STATED GOAL |
Could you reproduce every one of the records below, line for line and without any change?

EXTRACTED INFORMATION |

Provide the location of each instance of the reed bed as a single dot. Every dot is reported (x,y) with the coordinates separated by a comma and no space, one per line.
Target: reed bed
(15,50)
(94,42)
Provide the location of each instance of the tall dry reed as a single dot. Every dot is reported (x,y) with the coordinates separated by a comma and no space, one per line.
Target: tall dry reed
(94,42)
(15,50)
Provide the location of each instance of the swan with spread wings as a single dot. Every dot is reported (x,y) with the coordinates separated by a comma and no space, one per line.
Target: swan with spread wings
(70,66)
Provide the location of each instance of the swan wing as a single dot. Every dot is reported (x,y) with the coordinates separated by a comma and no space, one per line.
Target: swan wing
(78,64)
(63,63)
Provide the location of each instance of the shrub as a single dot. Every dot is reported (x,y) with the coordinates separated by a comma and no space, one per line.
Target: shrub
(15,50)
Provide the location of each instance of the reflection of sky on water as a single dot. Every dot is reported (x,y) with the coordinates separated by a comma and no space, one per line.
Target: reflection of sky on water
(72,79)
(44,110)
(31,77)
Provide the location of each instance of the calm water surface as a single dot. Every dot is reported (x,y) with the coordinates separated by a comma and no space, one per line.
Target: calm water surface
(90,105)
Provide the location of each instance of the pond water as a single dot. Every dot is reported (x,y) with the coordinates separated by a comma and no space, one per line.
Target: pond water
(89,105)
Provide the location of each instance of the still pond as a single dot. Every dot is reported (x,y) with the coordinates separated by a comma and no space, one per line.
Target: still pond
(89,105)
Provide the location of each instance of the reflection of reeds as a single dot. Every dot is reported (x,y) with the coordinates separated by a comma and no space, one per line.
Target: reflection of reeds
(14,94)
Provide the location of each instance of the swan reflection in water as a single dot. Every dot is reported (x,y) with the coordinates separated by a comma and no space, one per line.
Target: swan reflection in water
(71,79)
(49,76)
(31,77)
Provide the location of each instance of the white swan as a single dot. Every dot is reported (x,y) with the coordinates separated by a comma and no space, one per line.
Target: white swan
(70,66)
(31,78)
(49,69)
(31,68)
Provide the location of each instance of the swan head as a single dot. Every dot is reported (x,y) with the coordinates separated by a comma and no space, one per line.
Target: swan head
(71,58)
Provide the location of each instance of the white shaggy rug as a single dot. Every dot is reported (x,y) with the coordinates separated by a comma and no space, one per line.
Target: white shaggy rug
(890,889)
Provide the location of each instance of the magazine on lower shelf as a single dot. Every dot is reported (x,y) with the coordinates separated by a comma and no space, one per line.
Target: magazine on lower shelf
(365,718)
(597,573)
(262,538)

ANSWER |
Provide the location of each instance of the reed bed as a single dot. Every dot is reported (x,y) with the coordinates separated by a comma and no space, one per line.
Target: reed bed
(15,50)
(94,42)
Provide the location of each instance of the tall dry reed as a single dot. Every dot is reported (x,y) with the coordinates separated by a comma and no space, one per line.
Target: tall dry reed
(94,42)
(15,50)
Provide the location of each instance of the swan with spread wings as a single dot. Every dot is reported (x,y) with the coordinates separated by a comma and no space, one per line.
Target: swan with spread wings
(70,66)
Provide the location of each instance of the swan wing as a single dot. Every dot is reported (x,y) with the coordinates separated by a comma and no space, one per line.
Target: swan wing
(78,64)
(63,63)
Provide the location of each instance of the shrub as a single dot. Every dot is reported (x,y) with the coordinates separated by a comma and no space, one per line.
Target: shrub
(15,50)
Provide the location of each instance of the reflection of sky on water as a single dot. Every dot is reported (x,y) with the coordinates separated by a comma and no space, one per line.
Target: reflection of sky on water
(72,79)
(44,110)
(31,77)
Provide the location of each instance of the calm water surface as a single dot. Every dot is reported (x,y) with the coordinates separated by a comma and no space, one per line.
Target: calm water surface
(90,105)
Provide the location of each instance of the pond water as a single dot. Every dot is reported (x,y) with the coordinates separated by a comma and no space, one per line.
Target: pond water
(89,105)
Provide the location of each instance of the still pond as a single dot. Every dot is reported (x,y) with the coordinates separated by a comma and no space, one per line.
Target: still pond
(89,105)
Provide the location of each instance of the reflection of reeds as a single dot. Every dot is reported (x,y) with the coordinates separated by a comma and no space, one per line.
Target: reflection of reeds
(14,94)
Provide the location of each instance of the swan reflection in water as a single dot. Every dot is reported (x,y) with the coordinates separated by a comma and no space, one per line.
Target: swan reflection in water
(71,79)
(49,76)
(31,77)
Provide the location of each instance of the white swan as a single dot. Every dot is reported (x,y) with the coordinates separated by a comma and no space, one per line.
Target: white swan
(70,66)
(31,78)
(49,69)
(31,68)
Provide the location of each instance of the swan head as a single dot. Every dot is reported (x,y) with the coordinates separated by a comma and no space, one per line.
Target: swan head
(71,58)
Provide the location of each instance of the white shaggy rug as a single dot. Every dot is reported (x,y) with the coordinates separated by a comma and no space, one per line.
Target: white shaggy rug
(890,889)
Provide the location of each instance of the magazine on lower shelf as a single dot. Every dot is reported (x,y) with the coordinates separated by a comma and no space, one per line.
Target: magazine on lower shelf
(365,718)
(597,573)
(262,538)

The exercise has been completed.